**Required work:** Please restate the records that follow word for word, omitting any images.

**Exercise data:**
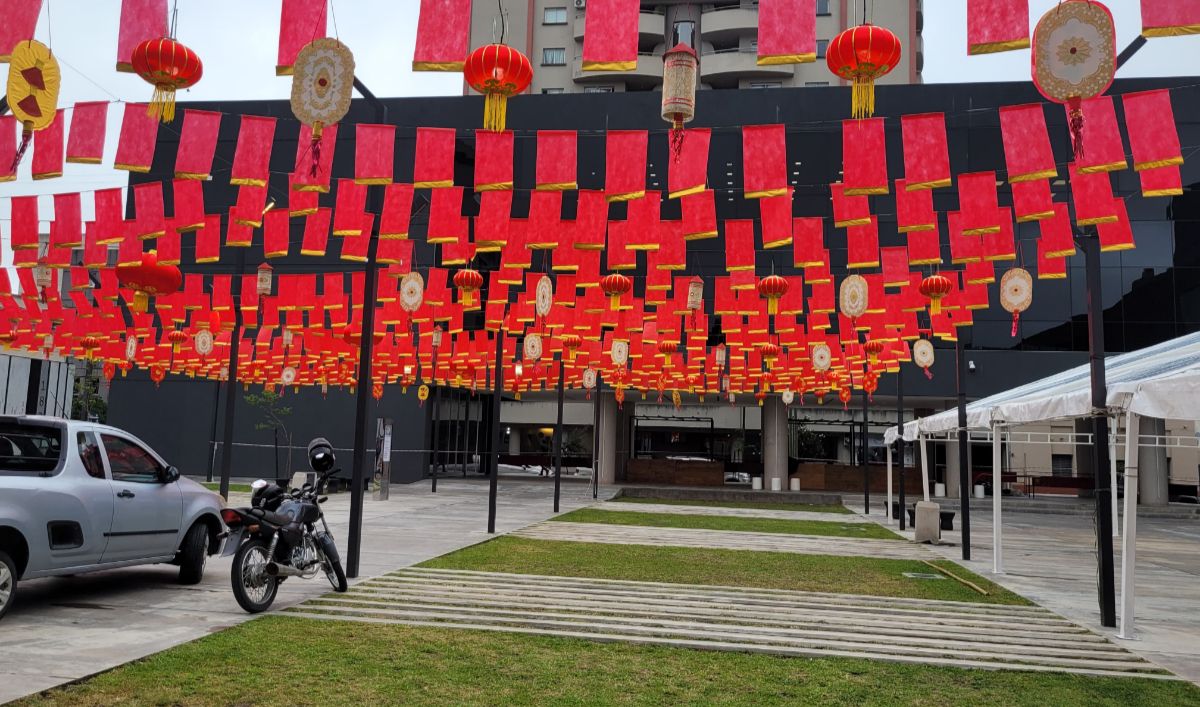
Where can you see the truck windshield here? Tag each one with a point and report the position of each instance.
(29, 448)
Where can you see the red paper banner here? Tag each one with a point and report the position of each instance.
(787, 31)
(141, 21)
(85, 144)
(997, 25)
(300, 23)
(611, 40)
(443, 35)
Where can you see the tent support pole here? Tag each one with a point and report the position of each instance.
(1129, 543)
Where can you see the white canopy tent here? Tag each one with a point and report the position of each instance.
(1161, 382)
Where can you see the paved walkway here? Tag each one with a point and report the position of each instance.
(1051, 559)
(741, 513)
(63, 629)
(724, 540)
(732, 618)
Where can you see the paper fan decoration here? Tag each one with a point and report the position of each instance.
(322, 83)
(1017, 293)
(1074, 58)
(34, 79)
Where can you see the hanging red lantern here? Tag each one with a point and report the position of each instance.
(863, 54)
(935, 287)
(468, 282)
(147, 279)
(168, 65)
(497, 71)
(615, 286)
(772, 287)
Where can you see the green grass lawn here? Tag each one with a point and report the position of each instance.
(804, 507)
(346, 663)
(715, 522)
(233, 487)
(736, 568)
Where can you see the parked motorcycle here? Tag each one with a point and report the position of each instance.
(282, 534)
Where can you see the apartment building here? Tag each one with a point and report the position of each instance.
(724, 33)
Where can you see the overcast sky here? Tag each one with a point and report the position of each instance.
(238, 42)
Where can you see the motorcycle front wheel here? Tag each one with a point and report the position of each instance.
(252, 587)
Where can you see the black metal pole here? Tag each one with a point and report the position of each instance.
(867, 469)
(558, 433)
(495, 444)
(900, 443)
(1101, 432)
(232, 379)
(437, 421)
(960, 387)
(363, 394)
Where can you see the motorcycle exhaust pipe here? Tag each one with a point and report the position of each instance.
(276, 569)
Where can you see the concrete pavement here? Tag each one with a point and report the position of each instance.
(66, 628)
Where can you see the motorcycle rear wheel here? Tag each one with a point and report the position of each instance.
(252, 587)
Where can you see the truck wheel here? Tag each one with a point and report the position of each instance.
(192, 553)
(7, 583)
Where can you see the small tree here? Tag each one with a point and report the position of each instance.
(274, 413)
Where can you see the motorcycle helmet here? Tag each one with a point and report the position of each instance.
(321, 455)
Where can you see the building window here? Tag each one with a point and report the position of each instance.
(684, 33)
(1061, 465)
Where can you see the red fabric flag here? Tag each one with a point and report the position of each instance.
(19, 23)
(397, 209)
(1093, 197)
(927, 156)
(135, 147)
(1170, 18)
(699, 215)
(493, 160)
(252, 155)
(141, 19)
(1027, 153)
(978, 205)
(688, 173)
(1150, 123)
(433, 162)
(625, 165)
(787, 31)
(375, 148)
(765, 161)
(197, 144)
(1102, 149)
(997, 25)
(556, 160)
(1163, 181)
(300, 22)
(915, 209)
(864, 159)
(187, 196)
(85, 143)
(316, 233)
(48, 149)
(611, 40)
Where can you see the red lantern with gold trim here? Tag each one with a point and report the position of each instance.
(497, 71)
(863, 54)
(168, 65)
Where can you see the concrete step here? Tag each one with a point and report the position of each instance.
(732, 646)
(574, 532)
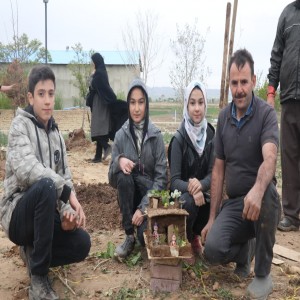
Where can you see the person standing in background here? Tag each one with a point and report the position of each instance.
(285, 70)
(6, 88)
(102, 97)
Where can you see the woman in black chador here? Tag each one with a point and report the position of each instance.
(102, 96)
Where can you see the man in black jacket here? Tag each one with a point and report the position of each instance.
(285, 69)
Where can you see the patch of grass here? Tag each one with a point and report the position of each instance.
(109, 253)
(3, 139)
(224, 294)
(167, 137)
(128, 293)
(199, 268)
(5, 102)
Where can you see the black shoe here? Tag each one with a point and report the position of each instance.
(25, 253)
(107, 152)
(96, 160)
(40, 288)
(243, 270)
(126, 248)
(287, 225)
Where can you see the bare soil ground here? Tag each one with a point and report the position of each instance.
(106, 278)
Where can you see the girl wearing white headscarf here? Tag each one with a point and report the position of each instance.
(191, 159)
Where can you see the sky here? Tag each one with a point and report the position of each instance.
(98, 25)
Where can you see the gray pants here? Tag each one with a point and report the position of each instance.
(290, 159)
(228, 238)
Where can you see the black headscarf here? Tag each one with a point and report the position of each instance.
(100, 80)
(140, 84)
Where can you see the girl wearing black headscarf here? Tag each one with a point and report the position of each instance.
(103, 96)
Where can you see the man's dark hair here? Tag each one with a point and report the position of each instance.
(240, 58)
(39, 73)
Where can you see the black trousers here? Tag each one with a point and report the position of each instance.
(101, 143)
(227, 241)
(197, 218)
(36, 222)
(131, 189)
(290, 159)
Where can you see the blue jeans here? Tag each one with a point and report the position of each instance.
(227, 241)
(36, 222)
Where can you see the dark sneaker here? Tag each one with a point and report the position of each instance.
(96, 160)
(243, 270)
(107, 152)
(25, 253)
(40, 288)
(287, 225)
(126, 248)
(196, 245)
(260, 287)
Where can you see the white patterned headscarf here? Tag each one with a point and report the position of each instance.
(196, 132)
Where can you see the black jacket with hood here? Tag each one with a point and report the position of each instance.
(186, 162)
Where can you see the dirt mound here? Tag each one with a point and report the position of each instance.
(77, 138)
(100, 204)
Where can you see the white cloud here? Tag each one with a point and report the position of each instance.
(98, 25)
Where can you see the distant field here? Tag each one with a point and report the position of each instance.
(172, 112)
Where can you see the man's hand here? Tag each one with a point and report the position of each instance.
(271, 99)
(194, 186)
(206, 230)
(80, 216)
(126, 165)
(199, 199)
(138, 218)
(271, 93)
(252, 204)
(69, 221)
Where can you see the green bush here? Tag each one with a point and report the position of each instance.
(5, 102)
(3, 139)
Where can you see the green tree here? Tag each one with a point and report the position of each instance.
(144, 38)
(80, 68)
(24, 50)
(190, 60)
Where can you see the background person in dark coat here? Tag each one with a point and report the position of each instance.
(285, 69)
(103, 95)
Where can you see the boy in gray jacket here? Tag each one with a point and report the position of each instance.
(39, 210)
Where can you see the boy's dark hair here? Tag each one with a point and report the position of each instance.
(39, 73)
(240, 58)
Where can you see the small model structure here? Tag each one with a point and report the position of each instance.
(166, 240)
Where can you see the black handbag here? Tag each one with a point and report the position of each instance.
(89, 98)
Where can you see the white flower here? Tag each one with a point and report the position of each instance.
(175, 194)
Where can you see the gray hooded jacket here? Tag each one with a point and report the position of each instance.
(33, 154)
(152, 160)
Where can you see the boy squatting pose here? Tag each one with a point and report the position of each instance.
(39, 210)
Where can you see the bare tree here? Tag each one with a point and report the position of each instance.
(21, 48)
(190, 60)
(81, 70)
(143, 42)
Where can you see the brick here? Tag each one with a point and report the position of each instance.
(165, 285)
(159, 271)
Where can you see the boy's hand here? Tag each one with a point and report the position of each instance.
(69, 221)
(80, 216)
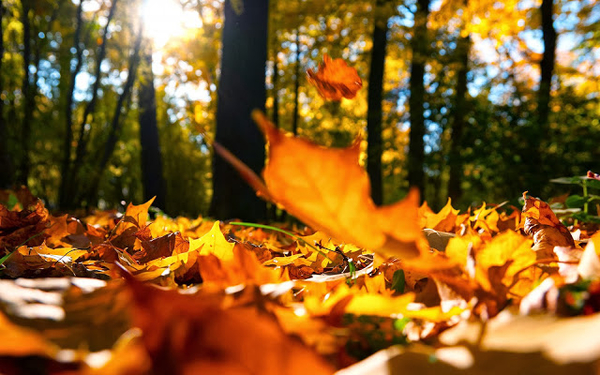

**Output of the task:**
Where can you see the truck windshield here? Tag each one with a point and report the position of each instance.
(29, 448)
Where can you see the red paper banner here? Tag each one with a point and report the position of each instance.
(787, 31)
(141, 21)
(85, 144)
(997, 25)
(300, 23)
(611, 40)
(443, 35)
Where can you see the tent support pole here? Tag each one with a point and report the position of each instance.
(1129, 543)
Where can you see the white canopy tent here? Tag each one with a point and report the position of each instance.
(1161, 382)
Where can you see the paved walkway here? Tag each one with a point and report the position of each instance.
(1051, 559)
(741, 513)
(63, 629)
(724, 540)
(732, 618)
Where can you see the paper fan decoration here? Tag each one with a point and report the position of each instance.
(322, 83)
(1017, 293)
(1074, 58)
(34, 79)
Where can you see the hanging red lantern here? Tag each one with a point and report the position of each instance.
(863, 54)
(935, 287)
(468, 282)
(147, 279)
(168, 65)
(497, 71)
(615, 286)
(772, 287)
Where can you see the green grass lawn here? Tag each one with a point and report the position of each instance.
(804, 507)
(346, 663)
(715, 522)
(233, 487)
(736, 568)
Where can you see the parked motorcycle here? Tag each one with a point and report the position of each instance.
(282, 534)
Where can you see the apartment building here? Tag each one with a point and report the position of each instance.
(724, 33)
Where can you see the overcast sky here? Tag each one with a point and report the position of each instance.
(238, 42)
Where can you see the motorcycle front wheel here? Tag each one with a point and report the position of each instance.
(252, 587)
Where can you see the black metal pole here? Tag each one with a point and report the position of each instance.
(867, 469)
(558, 433)
(495, 444)
(900, 443)
(1101, 432)
(232, 379)
(437, 421)
(960, 387)
(363, 394)
Where can you see the motorcycle exhaust pipe here? Tag each one with a point and report the position of each instance.
(276, 569)
Where can you see the concrete pavement here? Tag each one with a point and report the position of each instance.
(66, 628)
Where can you see the motorcycle rear wheel here? Tag each one with a point and report the position of each instance.
(252, 587)
Where can you see the truck wheel here? Tag each one with a point and report the position of each instance.
(192, 553)
(7, 583)
Where can you see the small tree here? Tag each one with a point and report the position of each instance.
(274, 413)
Where can you see the motorcycle helmet here? Tag each one with a point and report the position of each instance.
(321, 455)
Where can you see the building window here? Tag each one with a point and report the position of each instance.
(684, 33)
(1061, 465)
Where can you see the red fabric flag here? Tag each one with a point and report the position of each instance.
(19, 23)
(397, 209)
(1093, 197)
(927, 156)
(135, 147)
(1170, 18)
(699, 215)
(493, 160)
(252, 155)
(141, 19)
(1027, 153)
(978, 205)
(688, 173)
(1150, 123)
(433, 162)
(625, 165)
(787, 31)
(375, 148)
(765, 161)
(197, 144)
(1102, 149)
(997, 25)
(556, 160)
(1163, 181)
(300, 22)
(915, 209)
(864, 159)
(187, 196)
(85, 143)
(316, 233)
(48, 149)
(611, 40)
Where can you see the red lantern with gold trim here? Tag each one with a point and report the position of each instance.
(497, 71)
(863, 54)
(168, 65)
Where can you see the concrete step here? Tag each one with a point and report the position of each instance.
(732, 646)
(574, 532)
Where can you see the person standing in background here? Tag each one with a point and report the position of each instance.
(285, 70)
(6, 88)
(102, 97)
Where can you see the woman in black chador here? Tag each one with a point and report the position of each instance.
(102, 96)
Where can you see the man in black jacket here? Tag each one with a point and report the position of each instance.
(285, 69)
Where can you see the patch of grass here? Tag each one with a point and report the position of each instance.
(109, 253)
(3, 139)
(224, 294)
(167, 137)
(128, 293)
(199, 268)
(5, 102)
Where can you see the black shoe here? Tag each one with a point and report the position of each instance.
(25, 253)
(107, 152)
(96, 160)
(40, 288)
(243, 270)
(126, 248)
(287, 225)
Where can you see the bare soil ground here? Tag each one with a point and report the position of each instance.
(106, 278)
Where can you see the girl wearing white headscarf here? Tag each one with a point and report the position of each instance.
(191, 159)
Where can you see the sky here? Tag each one with a point and report the position of each instance.
(98, 25)
Where can you see the gray pants here? Tag each one with a point and report the position of each instance.
(290, 159)
(228, 238)
Where can you see the black headscarf here? Tag each one with a point and report the position of each instance.
(100, 80)
(140, 84)
Where can you see the girl wearing black headscarf here? Tag each one with a point and report the position of each instance.
(103, 96)
Where can you see the man's dark hair here? Tag each one with a point and report the position of each instance.
(240, 58)
(39, 73)
Where can you see the black trousers here? Tag each one with a point and report the position of each instance.
(101, 143)
(227, 241)
(197, 218)
(36, 222)
(131, 189)
(290, 159)
Where can you see the blue jeans here? Tag each one with a point and report the position of each instance.
(227, 241)
(36, 222)
Where can you see the dark sneaker here? Tag each one with a point and report the position of each instance.
(96, 160)
(243, 270)
(107, 152)
(25, 253)
(40, 288)
(287, 225)
(126, 248)
(196, 245)
(260, 287)
Where can you see the white patterned headscarf here? Tag each one with a point and report the position of each instance.
(196, 132)
Where can you see the black jacket with hood here? Tag each one with a point and report the position of each instance.
(186, 162)
Where can you see the dirt mound here? Tag each one with a point and report the position of each instance.
(77, 138)
(100, 204)
Where can you see the white cloud here? Tag each one with a point and report the position of each instance.
(98, 25)
Where can you see the distant field here? Tag each one with a point and report the position of each instance.
(172, 112)
Where can you see the man's hand here? Tag each one with a point and report the position of each instance.
(271, 99)
(194, 186)
(206, 230)
(80, 216)
(126, 165)
(199, 199)
(138, 218)
(271, 93)
(252, 204)
(69, 221)
Where can you see the green bush here? Tag each one with a point and report the position of each instance.
(5, 102)
(3, 139)
Where can you see the green tree here? Tag each one with a point and report the position of each instance.
(144, 38)
(80, 68)
(24, 50)
(190, 60)
Where can you see the background person in dark coat here? Tag each one with a point and report the position of each instance.
(285, 69)
(103, 95)
Where can you see the boy in gray jacket here? Tag each one with a point and report the position of each instance.
(39, 210)
Where can you see the boy's dark hair here? Tag each one with a point and report the position of each instance.
(39, 73)
(240, 58)
Where can you see the small model structure here? Tag each one with a point and report the position of each instance.
(166, 240)
Where can you see the black handbag here? Tag each one with a point and report the position of each instance.
(89, 98)
Where can you see the white flower here? Tag each one with a point and report the position of each instance.
(175, 194)
Where can you see the gray hooded jacket here? Tag each one with a point and report the position of each instance.
(33, 154)
(152, 160)
Where can you see the boy squatting pose here? Tag each one with a point and report the position of each instance.
(39, 210)
Where can you see the bare tree here? Tag each one with a point and report the position of each instance.
(21, 48)
(190, 60)
(81, 70)
(143, 42)
Where can you see the brick here? Tag each one with a point and report the position of each instance.
(165, 285)
(159, 271)
Where can you see the boy's hand here? Tag each one with a point and report the position of each instance.
(69, 221)
(80, 216)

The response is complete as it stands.